- [SELECTED PASSAGE]:
┄┄┄┄┄┄

This op-ed was published in the Halifax Chronicle Herald on December 19, 2019.
The first rule of business is to stay in business. So how will pro-sports executives keep a Canadian Football League team afloat when they can’t even cover their bills for a new CFL stadium without millions from taxpayers? Given that Premier Stephen McNeil is struggling to cover the province’s urgent needs, he can’t afford to start filling holes in the stadium business plan.
Halifax city councillors have now committed $20 million of taxpayer money to a for-profit, 24,000-seat pro sports stadium for a not-yet-existent CFL franchise. The tax dollars will come only if councillors approve the location and only after it’s completed. Council has said the city won’t cover all-too-common cost overruns or other liabilities.
But $20 million is a huge chunk of change that the city can’t afford. The 10-7 vote on council reflected this, with opposing councillors arguing that libraries and police and fire department facilities are higher priorities.
There are good reasons to be wary. The Manitoba government, for example, wrote off $200 million in CFL stadium debt in what the premier there called “an unsustainable scam.”
The question now is whether McNeil will make a similar mistake.
“Now, it’s over to the province to make their decision on if and how they will participate. The concepts of hotel tax levy increases and car rental taxes are simply that,” said Anthony LeBlanc, co-owner of Schooner Sports and Entertainment.
The lack of logic is stunning. LeBlanc wants to double a tax on every hotel across the province, every night of the year, to pay for a stadium that might host a dozen CFL games per season. He expects those employed in tourism from Yarmouth to Meat Cove to take the blow of further increased consumer costs thanks to a new car rental tax.
That’s a blow Nova Scotia can’t afford. Tourism numbers are down. The number of non-resident overnight visitors to Nova Scotia decreased 13 per cent in September 2019 versus 2018, according to Tourism NS.
Consider, too, the risk to Nova Scotia taxpayers. The Schooners executives’ plan is based on assumed ticket sales of 96 per cent – rather aggressive considering the Saskatchewan Roughriders, with their rabid fanbase, only got 87 per cent attendance at their regular season finale. In fact, attendance is always a struggle. If this so-called business plan with pie-in-the-sky projections needs millions from taxpayers just to get started, it’s a good bet there will be more demands when reality bites.
But, regardless of the details, McNeil will have to reject this plan for a more fundamental reason: the province simply can’t afford it.
Been to an emergency room lately? Many ERs are putting up closed signs. How about a walk-in clinic? Nova Scotia has the longest wait times in the country, according to the 2019 Medimap Clinic Wait Time Index. In fact, Nova Scotia’s health care wait times are among the longest in the country, the Fraser Institute found.
With an aging population, McNeil has to stick to his laudable balanced operational budgets – and balance the infrastructure budget, too. The provincial debt is over $15 billion – about $15,800 per person – so increasing the debt burden for young taxpayers is simply not an option.
Nova Scotians understand the situation. According to the results of a freedom of information request, letters to the province opposing tax dollars for the stadium out number those in favour by more than five to one. For the moment, McNeil is noncommittal, but he needs to listen to Nova Scotians say no to a deal the province can’t afford.
The first rule of business is to stay in business. If the business case is solid, these executives should have no problem paying for their own stadium. Halifax taxpayers may already be out tens of millions of dollars, but McNeil should resist the pro-sports welfare temptation and keep his eye on the ball – and the balanced budget.
Paige MacPherson is Atlantic Director of the Canadian Taxpayers Federation.

┄┄┄┄┄┄

- [RAW DATA]:
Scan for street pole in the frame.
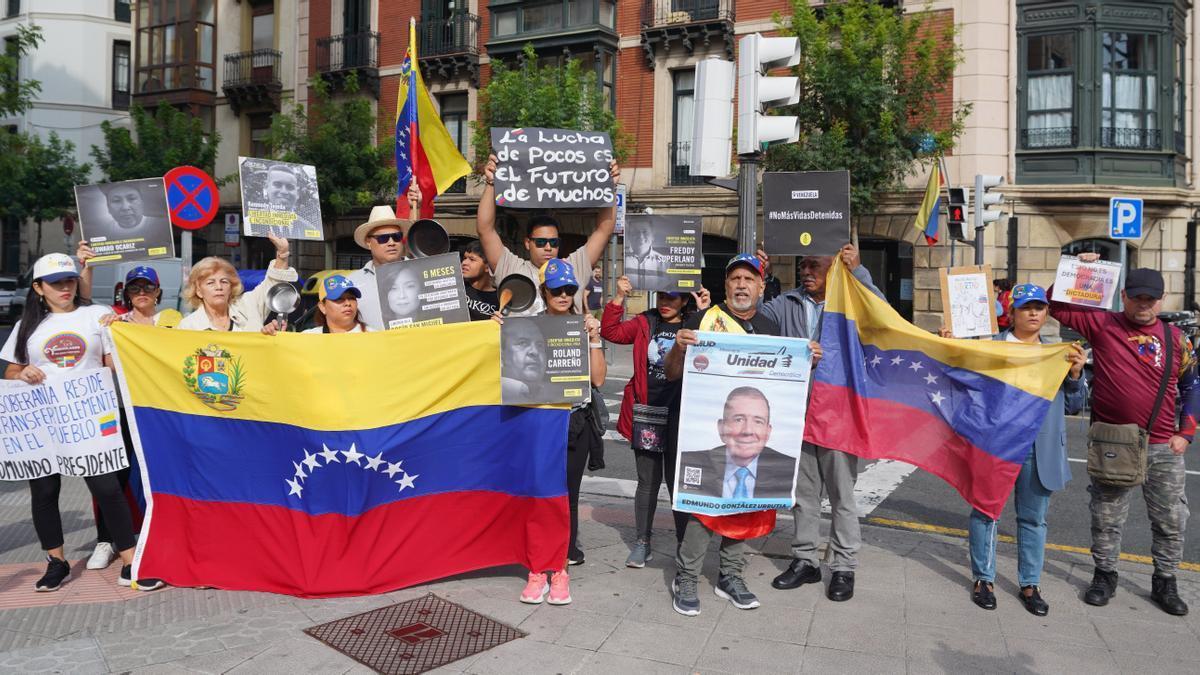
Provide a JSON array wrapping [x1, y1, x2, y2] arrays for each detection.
[[738, 153, 762, 255]]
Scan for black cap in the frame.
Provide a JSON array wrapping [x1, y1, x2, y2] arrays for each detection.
[[1126, 267, 1163, 300]]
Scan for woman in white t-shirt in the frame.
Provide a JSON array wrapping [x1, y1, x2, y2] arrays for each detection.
[[0, 253, 163, 591]]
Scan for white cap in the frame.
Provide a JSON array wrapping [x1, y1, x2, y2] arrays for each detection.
[[34, 253, 79, 282]]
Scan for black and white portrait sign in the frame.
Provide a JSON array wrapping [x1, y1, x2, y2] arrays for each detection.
[[762, 171, 850, 256], [492, 127, 617, 209], [76, 178, 175, 264], [238, 157, 325, 241], [376, 253, 470, 329]]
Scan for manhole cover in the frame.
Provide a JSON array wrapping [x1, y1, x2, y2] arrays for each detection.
[[305, 593, 524, 674]]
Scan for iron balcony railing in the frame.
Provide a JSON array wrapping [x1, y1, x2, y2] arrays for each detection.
[[224, 49, 282, 88], [418, 12, 479, 58], [317, 31, 379, 73]]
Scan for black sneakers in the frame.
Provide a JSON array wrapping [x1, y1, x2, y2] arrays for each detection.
[[34, 554, 71, 593]]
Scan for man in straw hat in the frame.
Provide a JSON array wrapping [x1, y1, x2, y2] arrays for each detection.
[[349, 180, 421, 330]]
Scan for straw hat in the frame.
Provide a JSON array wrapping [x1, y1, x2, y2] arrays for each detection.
[[354, 207, 413, 249]]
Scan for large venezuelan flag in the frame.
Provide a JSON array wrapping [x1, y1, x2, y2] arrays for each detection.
[[113, 322, 569, 597], [804, 261, 1069, 518]]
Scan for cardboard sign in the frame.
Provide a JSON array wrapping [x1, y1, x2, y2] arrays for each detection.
[[1050, 256, 1121, 309], [376, 253, 470, 329], [0, 368, 130, 480], [673, 331, 812, 515], [500, 315, 592, 406], [938, 264, 1000, 338], [492, 127, 617, 209], [76, 178, 175, 264], [625, 215, 703, 292], [238, 157, 325, 241], [762, 171, 850, 256]]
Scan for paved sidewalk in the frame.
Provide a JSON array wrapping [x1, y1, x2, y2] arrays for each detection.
[[0, 480, 1200, 675]]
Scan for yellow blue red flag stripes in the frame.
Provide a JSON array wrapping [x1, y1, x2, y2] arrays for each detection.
[[113, 322, 569, 597], [396, 19, 470, 217], [913, 161, 942, 246], [804, 261, 1069, 518]]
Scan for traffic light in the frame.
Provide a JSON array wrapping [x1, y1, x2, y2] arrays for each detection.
[[738, 32, 800, 155], [688, 56, 733, 177]]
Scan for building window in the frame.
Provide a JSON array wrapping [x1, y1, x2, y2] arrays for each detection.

┄┄┄┄┄┄

- [TASKS TO CARRY OUT]:
(a) Duplicate a section of the stadium op-ed, beginning at the words that contain "Been to an emergency" and stopping after "not an option.".
(b) List every dollar amount in the stadium op-ed that is given as a specific figure.
(c) Translate this sentence from the stadium op-ed into Spanish: "Council has said the city won’t cover all-too-common cost overruns or other liabilities."

- [TASK RESPONSES]:
(a)
Been to an emergency room lately? Many ERs are putting up closed signs. How about a walk-in clinic? Nova Scotia has the longest wait times in the country, according to the 2019 Medimap Clinic Wait Time Index. In fact, Nova Scotia’s health care wait times are among the longest in the country, the Fraser Institute found.
With an aging population, McNeil has to stick to his laudable balanced operational budgets – and balance the infrastructure budget, too. The provincial debt is over $15 billion – about $15,800 per person – so increasing the debt burden for young taxpayers is simply not an option.

(b)
$20 million
$200 million
$15 billion
$15,800

(c) El concejo ha dicho que la ciudad no cubrirá los sobrecostos, que son demasiado comunes, ni otras obligaciones.